▸ The problem
Could you output every record again, exactly as given?
####################
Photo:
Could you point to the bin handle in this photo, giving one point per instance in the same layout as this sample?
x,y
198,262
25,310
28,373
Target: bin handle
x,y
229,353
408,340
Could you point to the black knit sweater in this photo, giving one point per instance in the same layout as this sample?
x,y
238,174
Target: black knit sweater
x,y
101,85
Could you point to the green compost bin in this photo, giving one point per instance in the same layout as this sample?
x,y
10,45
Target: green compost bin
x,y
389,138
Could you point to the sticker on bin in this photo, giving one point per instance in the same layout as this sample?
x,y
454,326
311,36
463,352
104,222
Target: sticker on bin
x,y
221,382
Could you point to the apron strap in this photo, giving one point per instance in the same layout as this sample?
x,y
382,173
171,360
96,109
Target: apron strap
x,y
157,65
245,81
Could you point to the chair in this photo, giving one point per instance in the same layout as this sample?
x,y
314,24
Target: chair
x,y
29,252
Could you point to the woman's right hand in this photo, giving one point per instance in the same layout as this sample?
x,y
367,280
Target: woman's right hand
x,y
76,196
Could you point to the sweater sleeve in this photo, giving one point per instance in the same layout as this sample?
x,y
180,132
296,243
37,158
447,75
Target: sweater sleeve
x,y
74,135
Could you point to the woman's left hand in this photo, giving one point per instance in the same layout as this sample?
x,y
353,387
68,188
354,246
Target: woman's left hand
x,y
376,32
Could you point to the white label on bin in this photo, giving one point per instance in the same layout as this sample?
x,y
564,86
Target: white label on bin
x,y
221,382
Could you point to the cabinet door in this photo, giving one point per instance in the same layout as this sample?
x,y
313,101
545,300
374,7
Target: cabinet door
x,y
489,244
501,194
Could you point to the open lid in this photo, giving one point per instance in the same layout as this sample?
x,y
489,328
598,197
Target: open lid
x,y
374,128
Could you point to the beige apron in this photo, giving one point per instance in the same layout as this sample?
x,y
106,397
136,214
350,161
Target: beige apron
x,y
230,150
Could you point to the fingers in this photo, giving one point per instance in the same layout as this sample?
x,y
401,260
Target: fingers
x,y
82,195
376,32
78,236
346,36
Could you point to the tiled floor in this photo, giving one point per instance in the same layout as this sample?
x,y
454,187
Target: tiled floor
####################
▸ Solution to this exercise
Photo:
Could you point to the bin handle in this photo, giving one point per instance in the same layout as this sample?
x,y
198,262
25,310
28,373
Target: bin handle
x,y
229,353
408,340
Could you point to the black knit sweater in this photo, giving one point per instance in the same layout as this sample?
x,y
238,174
Target: black knit sweater
x,y
101,85
Could you point to the green compost bin in this photo, giving one point per instance in the same layout as this sample?
x,y
10,45
Target: green compost bin
x,y
389,138
Could you point to the sticker on bin in this photo, giving one point per instance in the same layout as this sample?
x,y
454,326
311,36
463,352
104,222
Target: sticker on bin
x,y
221,382
Could you point to the apron strap in this photo, giving one point per instance in the same layout as this sample?
x,y
382,173
171,360
96,109
Target: apron strap
x,y
157,65
245,81
Could you point to the chair in this photo, giving one point per instance in the same layout as this sample?
x,y
314,24
Target: chair
x,y
29,252
Could you point to the woman's right hand in this photo, giving one point per instance in the same layout as this sample?
x,y
367,280
Target: woman's right hand
x,y
76,196
Could you point to the sweater sleeve in this photo, giving one point per instance in the same layout as this sample?
x,y
180,132
296,243
37,158
447,75
Target: sweater sleeve
x,y
74,135
Could you point to the woman's left hand in this photo, giving one point per instance in the same layout as this sample?
x,y
353,387
68,188
354,246
Target: woman's left hand
x,y
376,32
Could you point to the white label on bin in this photo, giving one point per instance in the same layout as this sample?
x,y
564,86
Target: white label on bin
x,y
221,382
Could you point to the cabinet door in this photo, giving one point per instance in the same layout as this sample?
x,y
313,101
545,300
374,7
Target: cabinet door
x,y
489,244
501,194
Could you point to the open lid in this photo, giving one point per instance in the same layout as this sample?
x,y
489,328
598,197
Target: open lid
x,y
374,128
Could you point to the beige apron in this photo, giving one point per instance in the same layout as this sample?
x,y
106,397
136,214
350,161
Target: beige apron
x,y
230,150
Could you point to the fingers in this photo, giving one point per instance in the same layout as this sample?
x,y
401,260
Target: fingers
x,y
82,195
376,32
78,236
346,36
Could you point to the tiled floor in this photo, giving one point per instance in the same layout as this sample?
x,y
454,187
Target: tiled floor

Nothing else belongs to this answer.